What you will do >> Can you switch every "Draw the outline" to "Trace the outline" throughout the records below and reproduce them otherwise unchanged, omitting the pictures?

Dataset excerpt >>
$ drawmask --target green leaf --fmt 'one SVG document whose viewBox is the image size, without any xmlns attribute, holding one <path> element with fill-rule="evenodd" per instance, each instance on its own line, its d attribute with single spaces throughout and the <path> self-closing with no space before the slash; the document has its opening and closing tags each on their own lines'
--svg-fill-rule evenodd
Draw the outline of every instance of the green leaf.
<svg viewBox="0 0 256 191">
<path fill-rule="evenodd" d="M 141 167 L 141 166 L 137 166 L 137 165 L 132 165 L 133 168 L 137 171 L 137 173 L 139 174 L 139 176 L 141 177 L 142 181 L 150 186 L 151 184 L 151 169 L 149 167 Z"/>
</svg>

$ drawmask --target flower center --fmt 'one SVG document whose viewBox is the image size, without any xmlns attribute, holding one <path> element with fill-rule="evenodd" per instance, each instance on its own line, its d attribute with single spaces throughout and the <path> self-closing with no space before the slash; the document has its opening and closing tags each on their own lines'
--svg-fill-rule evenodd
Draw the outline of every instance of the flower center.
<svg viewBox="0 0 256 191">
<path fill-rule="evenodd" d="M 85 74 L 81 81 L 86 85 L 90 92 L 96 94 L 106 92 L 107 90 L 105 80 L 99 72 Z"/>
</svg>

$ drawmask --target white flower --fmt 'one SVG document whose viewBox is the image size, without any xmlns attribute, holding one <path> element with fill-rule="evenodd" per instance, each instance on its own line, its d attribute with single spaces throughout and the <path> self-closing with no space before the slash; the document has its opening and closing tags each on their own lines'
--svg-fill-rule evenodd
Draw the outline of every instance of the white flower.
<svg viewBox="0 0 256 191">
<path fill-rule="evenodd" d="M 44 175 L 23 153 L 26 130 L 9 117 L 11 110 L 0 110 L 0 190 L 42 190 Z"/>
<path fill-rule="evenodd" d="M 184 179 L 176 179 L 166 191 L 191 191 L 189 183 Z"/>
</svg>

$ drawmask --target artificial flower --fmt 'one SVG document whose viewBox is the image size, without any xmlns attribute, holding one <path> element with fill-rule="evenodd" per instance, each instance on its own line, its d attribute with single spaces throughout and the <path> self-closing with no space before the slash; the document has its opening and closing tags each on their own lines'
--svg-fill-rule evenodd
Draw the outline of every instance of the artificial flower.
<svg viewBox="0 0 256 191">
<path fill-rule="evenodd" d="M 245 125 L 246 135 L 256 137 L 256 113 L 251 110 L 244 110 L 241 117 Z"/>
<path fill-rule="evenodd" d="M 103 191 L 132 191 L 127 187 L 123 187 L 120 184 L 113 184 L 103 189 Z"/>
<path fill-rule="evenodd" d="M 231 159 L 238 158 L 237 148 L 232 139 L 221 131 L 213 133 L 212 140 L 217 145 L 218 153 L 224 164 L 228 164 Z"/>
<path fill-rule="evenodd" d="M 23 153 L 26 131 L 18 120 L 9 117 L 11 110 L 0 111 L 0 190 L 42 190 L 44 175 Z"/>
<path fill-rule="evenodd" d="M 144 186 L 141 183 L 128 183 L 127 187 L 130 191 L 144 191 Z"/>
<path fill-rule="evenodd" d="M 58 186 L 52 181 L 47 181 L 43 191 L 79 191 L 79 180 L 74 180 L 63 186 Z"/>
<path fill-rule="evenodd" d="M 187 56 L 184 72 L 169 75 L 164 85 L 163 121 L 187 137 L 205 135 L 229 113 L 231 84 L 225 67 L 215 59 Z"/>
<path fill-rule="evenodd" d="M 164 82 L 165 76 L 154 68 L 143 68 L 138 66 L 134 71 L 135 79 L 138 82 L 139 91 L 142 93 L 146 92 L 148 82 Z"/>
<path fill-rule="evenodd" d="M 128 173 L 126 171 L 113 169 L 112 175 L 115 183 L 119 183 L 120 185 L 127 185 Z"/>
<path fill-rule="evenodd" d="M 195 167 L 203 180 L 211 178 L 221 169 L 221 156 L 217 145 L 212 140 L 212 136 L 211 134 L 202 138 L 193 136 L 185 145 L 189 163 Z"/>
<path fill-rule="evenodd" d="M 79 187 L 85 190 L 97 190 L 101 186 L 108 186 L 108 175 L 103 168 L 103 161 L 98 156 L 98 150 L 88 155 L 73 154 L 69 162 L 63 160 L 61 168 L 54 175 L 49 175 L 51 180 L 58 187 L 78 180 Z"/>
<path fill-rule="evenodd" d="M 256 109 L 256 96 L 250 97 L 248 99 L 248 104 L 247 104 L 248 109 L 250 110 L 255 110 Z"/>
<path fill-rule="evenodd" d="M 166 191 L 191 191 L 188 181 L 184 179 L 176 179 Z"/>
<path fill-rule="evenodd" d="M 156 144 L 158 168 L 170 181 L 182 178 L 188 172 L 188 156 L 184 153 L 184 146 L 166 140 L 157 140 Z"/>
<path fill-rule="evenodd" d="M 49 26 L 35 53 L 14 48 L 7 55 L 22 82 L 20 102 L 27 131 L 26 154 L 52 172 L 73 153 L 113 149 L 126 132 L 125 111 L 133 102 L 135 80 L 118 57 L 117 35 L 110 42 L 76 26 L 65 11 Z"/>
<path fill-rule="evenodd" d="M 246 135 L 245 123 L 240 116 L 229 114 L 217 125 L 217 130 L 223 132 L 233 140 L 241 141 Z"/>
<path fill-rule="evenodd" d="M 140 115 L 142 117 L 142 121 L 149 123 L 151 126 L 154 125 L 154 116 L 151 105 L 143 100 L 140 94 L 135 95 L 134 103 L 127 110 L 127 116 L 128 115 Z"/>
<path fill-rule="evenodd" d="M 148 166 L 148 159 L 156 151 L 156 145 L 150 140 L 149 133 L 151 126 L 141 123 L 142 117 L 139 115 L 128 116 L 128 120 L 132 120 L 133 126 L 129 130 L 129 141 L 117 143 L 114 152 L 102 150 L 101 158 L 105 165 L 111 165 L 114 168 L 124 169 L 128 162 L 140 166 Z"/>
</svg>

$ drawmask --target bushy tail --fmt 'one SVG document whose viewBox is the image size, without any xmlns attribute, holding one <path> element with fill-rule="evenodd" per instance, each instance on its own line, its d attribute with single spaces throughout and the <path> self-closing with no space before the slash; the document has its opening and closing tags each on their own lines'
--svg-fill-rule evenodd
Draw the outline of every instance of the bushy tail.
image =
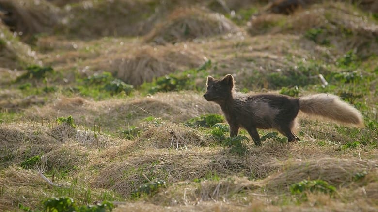
<svg viewBox="0 0 378 212">
<path fill-rule="evenodd" d="M 363 127 L 360 112 L 340 97 L 318 94 L 300 97 L 299 109 L 312 116 L 320 117 L 345 125 Z"/>
</svg>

Answer >>
$ drawmask --target green leaf --fmt 'one SVG document whose viewBox is the image size, without any xmlns attribute, holding one <path> element with fill-rule="evenodd" per instance, each instance on its own line, its d attribute with single spaces throughout and the <path> self-closing with no space before the slash; the document has its opening and closing tags each on their own lines'
--svg-fill-rule evenodd
Trace the outline of every instance of the green leaf.
<svg viewBox="0 0 256 191">
<path fill-rule="evenodd" d="M 141 167 L 141 166 L 137 166 L 137 165 L 132 165 L 133 168 L 137 171 L 137 173 L 139 174 L 139 176 L 141 177 L 142 181 L 150 186 L 151 184 L 151 169 L 149 167 Z"/>
</svg>

$ drawmask --target flower center --fmt 'one SVG document whose viewBox is the image size, without any xmlns attribute, holding one <path> element with fill-rule="evenodd" per instance, each instance on its own line, its d attribute with single spaces throughout and the <path> self-closing with no space before the slash; the document has its opening and closing tags each on their own lines'
--svg-fill-rule evenodd
Trace the outline of every instance of the flower center.
<svg viewBox="0 0 256 191">
<path fill-rule="evenodd" d="M 85 74 L 81 81 L 86 85 L 90 92 L 96 94 L 106 92 L 107 90 L 105 80 L 99 72 Z"/>
</svg>

$ drawmask --target white flower --fmt 'one SVG document whose viewBox is the image size, without any xmlns attribute, holding one <path> element with fill-rule="evenodd" per instance, each instance on its own line, its d attribute with single spaces throughout and the <path> self-closing with no space before the slash; the document has its opening and closing tags each on their own lines'
--svg-fill-rule evenodd
Trace the outline of every instance of the white flower.
<svg viewBox="0 0 256 191">
<path fill-rule="evenodd" d="M 44 175 L 23 153 L 26 130 L 9 117 L 11 110 L 0 110 L 0 190 L 42 190 Z"/>
<path fill-rule="evenodd" d="M 184 179 L 176 179 L 166 191 L 191 191 L 189 183 Z"/>
</svg>

$ drawmask --target artificial flower --fmt 'one SVG document whose viewBox is the image size, without any xmlns attribute, holding one <path> element with fill-rule="evenodd" per instance, each instance on its own line, its d attribute with single spaces throughout and the <path> self-closing with no space before the slash; the document has its opening and closing tags each on their own lines'
--svg-fill-rule evenodd
Trace the outline of every instance of the artificial flower.
<svg viewBox="0 0 256 191">
<path fill-rule="evenodd" d="M 245 125 L 246 135 L 256 137 L 256 113 L 251 110 L 244 110 L 241 117 Z"/>
<path fill-rule="evenodd" d="M 103 191 L 132 191 L 127 187 L 123 187 L 120 184 L 113 184 L 103 189 Z"/>
<path fill-rule="evenodd" d="M 231 159 L 238 158 L 237 148 L 232 139 L 221 131 L 213 133 L 212 140 L 217 145 L 218 153 L 224 164 L 228 164 Z"/>
<path fill-rule="evenodd" d="M 23 153 L 26 131 L 18 120 L 9 117 L 11 110 L 0 111 L 0 190 L 42 190 L 44 175 Z"/>
<path fill-rule="evenodd" d="M 144 186 L 141 183 L 128 183 L 127 187 L 130 191 L 144 191 Z"/>
<path fill-rule="evenodd" d="M 58 186 L 52 181 L 47 181 L 43 191 L 79 191 L 79 180 L 74 180 L 63 186 Z"/>
<path fill-rule="evenodd" d="M 187 56 L 184 72 L 169 75 L 164 85 L 163 121 L 187 137 L 205 135 L 229 113 L 231 84 L 225 67 L 215 59 Z"/>
<path fill-rule="evenodd" d="M 164 82 L 165 76 L 154 68 L 143 68 L 138 66 L 134 71 L 135 79 L 138 82 L 139 91 L 142 93 L 146 92 L 148 82 Z"/>
<path fill-rule="evenodd" d="M 128 173 L 126 171 L 113 169 L 112 175 L 115 183 L 119 183 L 120 185 L 127 185 Z"/>
<path fill-rule="evenodd" d="M 195 167 L 203 180 L 211 178 L 221 169 L 221 156 L 217 145 L 212 140 L 212 136 L 211 134 L 202 138 L 193 136 L 185 145 L 189 163 Z"/>
<path fill-rule="evenodd" d="M 79 187 L 85 190 L 97 190 L 101 186 L 108 186 L 108 175 L 103 168 L 103 161 L 98 156 L 98 150 L 88 155 L 73 154 L 69 162 L 63 160 L 61 168 L 54 175 L 49 175 L 51 180 L 58 187 L 78 180 Z"/>
<path fill-rule="evenodd" d="M 256 109 L 256 96 L 250 97 L 248 99 L 248 104 L 247 104 L 248 109 L 250 110 L 255 110 Z"/>
<path fill-rule="evenodd" d="M 166 191 L 191 191 L 188 181 L 184 179 L 176 179 Z"/>
<path fill-rule="evenodd" d="M 156 144 L 158 168 L 170 181 L 182 178 L 188 172 L 188 156 L 184 153 L 184 146 L 166 140 L 157 140 Z"/>
<path fill-rule="evenodd" d="M 49 26 L 35 53 L 14 48 L 7 55 L 22 82 L 20 102 L 27 131 L 26 154 L 52 172 L 73 153 L 113 149 L 126 132 L 125 111 L 133 102 L 135 80 L 118 57 L 117 35 L 110 42 L 76 26 L 65 11 Z"/>
<path fill-rule="evenodd" d="M 246 135 L 245 123 L 240 116 L 229 114 L 217 125 L 217 130 L 223 132 L 233 140 L 241 141 Z"/>
<path fill-rule="evenodd" d="M 140 115 L 142 117 L 142 121 L 149 123 L 151 126 L 154 125 L 154 116 L 151 105 L 143 100 L 140 94 L 135 95 L 134 103 L 127 110 L 127 116 L 128 115 Z"/>
<path fill-rule="evenodd" d="M 148 166 L 148 159 L 156 151 L 156 145 L 150 140 L 149 133 L 151 126 L 141 123 L 142 117 L 139 115 L 128 116 L 128 120 L 132 120 L 133 126 L 129 130 L 129 141 L 117 143 L 114 152 L 102 150 L 101 158 L 105 165 L 111 165 L 114 168 L 124 169 L 128 162 L 140 166 Z"/>
</svg>

$ drawmask --target bushy tail --fmt 'one SVG document whose viewBox is the image size, without any xmlns attribute, holding one <path> element with fill-rule="evenodd" per instance, each instance on its own line, its d attribute with single spaces throughout and the <path> self-closing with no space before the slash; the document has its opening and closing tags each on their own lines'
--svg-fill-rule evenodd
Trace the outline of every instance of the bushy tail.
image =
<svg viewBox="0 0 378 212">
<path fill-rule="evenodd" d="M 363 127 L 360 112 L 340 97 L 318 94 L 300 97 L 299 109 L 312 116 L 320 117 L 345 125 Z"/>
</svg>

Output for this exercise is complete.